- Work to be completed -
Reproduce every entry below precisely; do not include the pictures.
[Opening Provided records section]
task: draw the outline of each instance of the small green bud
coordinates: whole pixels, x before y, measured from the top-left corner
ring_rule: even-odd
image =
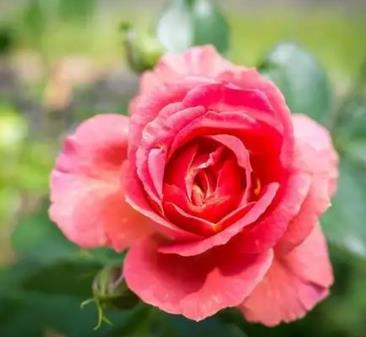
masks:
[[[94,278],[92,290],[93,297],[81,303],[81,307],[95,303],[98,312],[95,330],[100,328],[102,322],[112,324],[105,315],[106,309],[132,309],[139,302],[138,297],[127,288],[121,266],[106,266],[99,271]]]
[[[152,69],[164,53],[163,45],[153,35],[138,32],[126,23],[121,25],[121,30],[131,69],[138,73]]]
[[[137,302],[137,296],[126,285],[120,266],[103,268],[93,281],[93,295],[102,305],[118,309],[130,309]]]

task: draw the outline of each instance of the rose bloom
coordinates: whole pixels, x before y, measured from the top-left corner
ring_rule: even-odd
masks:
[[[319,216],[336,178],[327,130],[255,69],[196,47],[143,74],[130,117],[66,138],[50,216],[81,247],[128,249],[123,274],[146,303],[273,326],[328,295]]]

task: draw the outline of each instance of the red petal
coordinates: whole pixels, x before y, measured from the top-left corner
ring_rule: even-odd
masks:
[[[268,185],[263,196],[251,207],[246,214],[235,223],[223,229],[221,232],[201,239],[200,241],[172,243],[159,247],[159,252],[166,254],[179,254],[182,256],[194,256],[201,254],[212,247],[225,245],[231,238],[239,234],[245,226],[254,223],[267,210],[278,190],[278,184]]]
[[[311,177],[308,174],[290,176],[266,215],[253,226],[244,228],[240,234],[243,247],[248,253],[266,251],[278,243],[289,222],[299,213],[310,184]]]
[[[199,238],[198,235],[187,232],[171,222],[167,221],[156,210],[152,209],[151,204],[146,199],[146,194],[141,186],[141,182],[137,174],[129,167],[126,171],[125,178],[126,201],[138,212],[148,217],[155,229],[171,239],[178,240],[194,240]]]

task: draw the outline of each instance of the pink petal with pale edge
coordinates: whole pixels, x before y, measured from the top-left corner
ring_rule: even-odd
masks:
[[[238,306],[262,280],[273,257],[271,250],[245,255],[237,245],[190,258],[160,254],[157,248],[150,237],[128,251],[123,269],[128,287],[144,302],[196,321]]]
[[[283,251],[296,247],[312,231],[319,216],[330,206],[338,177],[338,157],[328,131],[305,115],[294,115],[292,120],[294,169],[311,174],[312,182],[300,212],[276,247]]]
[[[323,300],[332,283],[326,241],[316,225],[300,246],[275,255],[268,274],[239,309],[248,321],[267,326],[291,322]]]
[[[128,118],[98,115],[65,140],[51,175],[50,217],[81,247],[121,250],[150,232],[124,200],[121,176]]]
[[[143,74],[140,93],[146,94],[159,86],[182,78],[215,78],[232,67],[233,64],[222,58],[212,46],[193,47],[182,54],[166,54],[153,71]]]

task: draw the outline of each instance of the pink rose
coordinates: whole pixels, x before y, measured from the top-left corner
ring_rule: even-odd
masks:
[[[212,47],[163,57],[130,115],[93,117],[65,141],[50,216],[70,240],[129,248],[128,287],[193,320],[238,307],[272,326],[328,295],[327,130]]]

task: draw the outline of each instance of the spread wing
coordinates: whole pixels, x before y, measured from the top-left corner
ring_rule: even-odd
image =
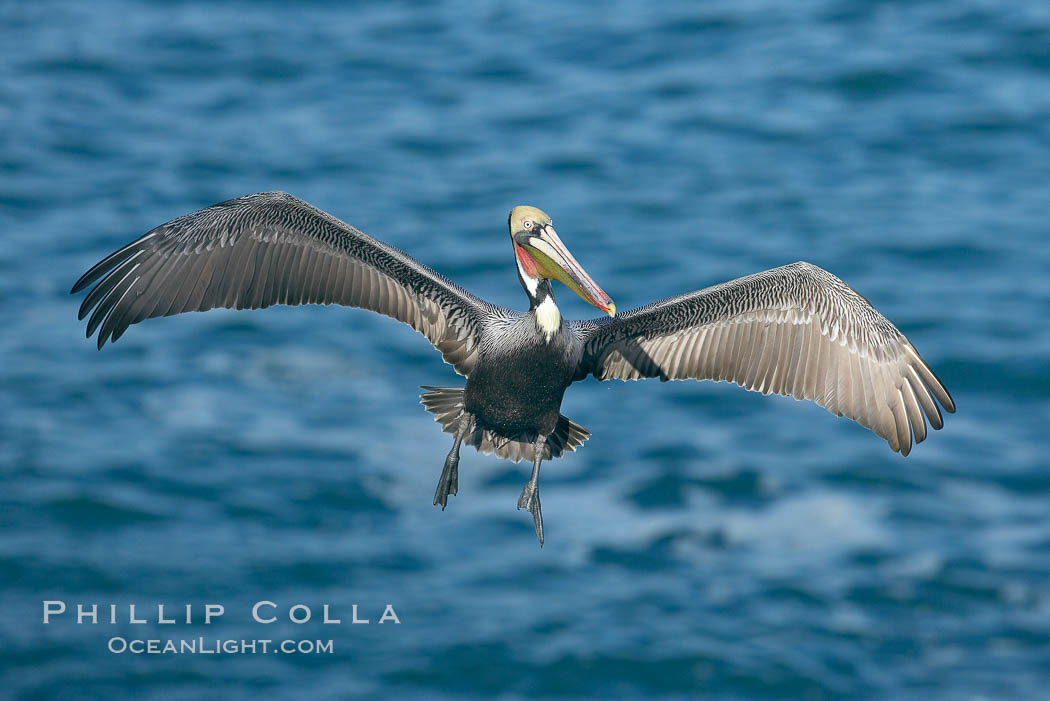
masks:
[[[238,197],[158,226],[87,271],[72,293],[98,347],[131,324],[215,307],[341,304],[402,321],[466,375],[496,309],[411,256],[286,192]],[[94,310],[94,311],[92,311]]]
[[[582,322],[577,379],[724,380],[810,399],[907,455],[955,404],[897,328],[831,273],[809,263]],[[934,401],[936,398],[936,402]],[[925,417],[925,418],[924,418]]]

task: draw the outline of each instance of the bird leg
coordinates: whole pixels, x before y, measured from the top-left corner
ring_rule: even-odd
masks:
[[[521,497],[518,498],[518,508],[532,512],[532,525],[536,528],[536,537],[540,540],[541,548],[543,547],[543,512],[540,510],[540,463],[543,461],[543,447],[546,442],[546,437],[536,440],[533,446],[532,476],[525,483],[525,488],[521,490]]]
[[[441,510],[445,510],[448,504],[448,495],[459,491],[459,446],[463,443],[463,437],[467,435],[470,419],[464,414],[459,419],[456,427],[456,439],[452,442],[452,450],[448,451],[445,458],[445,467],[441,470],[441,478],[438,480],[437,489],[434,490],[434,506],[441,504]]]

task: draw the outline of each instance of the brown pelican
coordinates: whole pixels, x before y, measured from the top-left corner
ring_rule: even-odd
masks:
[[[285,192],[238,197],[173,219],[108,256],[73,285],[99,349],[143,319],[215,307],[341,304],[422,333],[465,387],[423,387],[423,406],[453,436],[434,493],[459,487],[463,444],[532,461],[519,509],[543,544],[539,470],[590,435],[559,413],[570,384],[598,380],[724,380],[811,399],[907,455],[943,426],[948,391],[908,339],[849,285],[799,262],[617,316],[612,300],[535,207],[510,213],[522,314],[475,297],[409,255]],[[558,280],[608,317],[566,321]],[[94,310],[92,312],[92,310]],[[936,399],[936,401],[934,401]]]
[Closing Provided records section]
- Task response -
task: draw the outline of each instance of the small green bud
coordinates: whole pixels, x before y, measured from the top-left corner
ring_rule: even-odd
image =
masks:
[[[94,278],[92,290],[93,297],[81,303],[81,307],[95,303],[98,312],[95,330],[100,328],[102,322],[112,324],[105,315],[106,309],[132,309],[139,302],[138,297],[127,288],[121,266],[106,266],[99,271]]]
[[[152,69],[164,53],[163,45],[153,35],[138,32],[126,23],[121,25],[121,30],[131,69],[138,73]]]
[[[137,302],[137,296],[126,285],[120,266],[103,268],[93,281],[93,295],[102,305],[118,309],[130,309]]]

task: draw the outline of each instance of the rose bloom
coordinates: whole pixels, x before y, measured from the top-left corner
ring_rule: even-odd
masks:
[[[319,216],[336,178],[327,130],[255,69],[196,47],[143,74],[130,117],[66,138],[50,216],[81,247],[128,249],[123,274],[146,303],[273,326],[328,295]]]

task: draw the outline of each instance of the red petal
coordinates: whole pixels, x before y, measured from the top-left corner
ring_rule: even-odd
masks:
[[[268,185],[263,196],[251,207],[246,214],[235,223],[223,229],[221,232],[201,239],[200,241],[172,243],[159,247],[159,252],[166,254],[179,254],[182,256],[194,256],[201,254],[212,247],[225,245],[231,238],[239,234],[245,226],[254,223],[267,210],[278,190],[278,184]]]
[[[311,177],[308,174],[290,176],[266,215],[253,226],[244,228],[240,234],[243,247],[248,253],[266,251],[278,243],[289,222],[299,213],[310,184]]]
[[[199,238],[198,235],[187,232],[171,222],[167,221],[156,210],[152,209],[151,204],[146,199],[146,194],[141,186],[141,182],[137,174],[129,167],[126,171],[125,178],[126,201],[138,212],[148,217],[155,229],[171,239],[178,240],[194,240]]]

task: draw the outline of each instance of the pink petal with pale edge
coordinates: whole pixels, x before y, measured from the top-left corner
ring_rule: even-odd
masks:
[[[238,306],[262,280],[273,257],[271,250],[245,255],[237,245],[190,258],[160,254],[157,248],[150,237],[128,251],[123,269],[128,287],[144,302],[196,321]]]
[[[283,251],[296,247],[312,231],[319,216],[330,206],[338,177],[338,157],[328,131],[305,115],[294,115],[292,120],[294,169],[311,174],[312,182],[300,212],[276,247]]]
[[[323,300],[332,283],[326,241],[316,225],[300,246],[275,255],[268,274],[239,309],[248,321],[267,326],[291,322]]]
[[[128,118],[98,115],[65,140],[51,175],[50,217],[81,247],[121,250],[150,232],[124,200],[121,176]]]
[[[143,74],[140,93],[146,94],[159,86],[182,78],[215,78],[232,67],[233,64],[222,58],[212,46],[193,47],[182,54],[166,54],[153,71]]]

task: draw the outline of each instance of the pink rose
coordinates: whole pixels, x before y, measured from the top-left corner
ring_rule: even-odd
masks:
[[[212,47],[163,57],[130,115],[93,117],[65,141],[50,216],[70,240],[129,248],[128,287],[193,320],[238,307],[272,326],[328,295],[327,130]]]

task: draw the outline of each instance of the spread wing
coordinates: whole pixels, x before y, measured from the top-left corner
ring_rule: even-odd
image =
masks:
[[[238,197],[158,226],[87,271],[72,293],[98,347],[131,324],[215,307],[341,304],[402,321],[466,375],[496,309],[411,256],[286,192]],[[94,310],[94,311],[92,311]]]
[[[582,322],[577,379],[724,380],[810,399],[907,455],[955,404],[897,328],[831,273],[809,263]],[[934,401],[936,398],[936,402]],[[925,417],[925,418],[924,418]]]

task: draw the outline of each instance of the bird leg
coordinates: whole pixels, x before y, measured from the top-left corner
ring_rule: even-odd
masks:
[[[521,497],[518,498],[518,508],[532,512],[532,525],[536,528],[536,537],[540,540],[541,548],[543,547],[543,512],[540,510],[540,463],[543,461],[543,447],[546,442],[546,437],[536,440],[533,446],[532,476],[525,483],[525,488],[521,490]]]
[[[441,510],[445,510],[448,504],[448,495],[459,491],[459,446],[463,443],[463,437],[467,435],[470,419],[464,414],[459,419],[456,427],[456,439],[452,442],[452,450],[448,451],[445,458],[445,467],[441,470],[441,478],[438,480],[437,489],[434,490],[434,506],[441,504]]]

task: draw the outline of each instance of the brown pelican
coordinates: whole pixels, x before y, measured from the top-left corner
ring_rule: even-odd
masks:
[[[285,192],[238,197],[173,219],[108,256],[73,285],[99,349],[143,319],[215,307],[341,304],[422,333],[465,387],[423,387],[423,406],[453,436],[434,493],[459,487],[463,444],[532,461],[519,509],[543,544],[539,470],[590,435],[559,413],[570,384],[598,380],[724,380],[811,399],[907,455],[943,426],[948,391],[908,339],[849,285],[799,262],[617,316],[612,300],[535,207],[510,213],[522,314],[475,297],[409,255]],[[558,280],[608,317],[566,321]],[[94,310],[92,312],[92,310]],[[936,399],[936,401],[934,401]]]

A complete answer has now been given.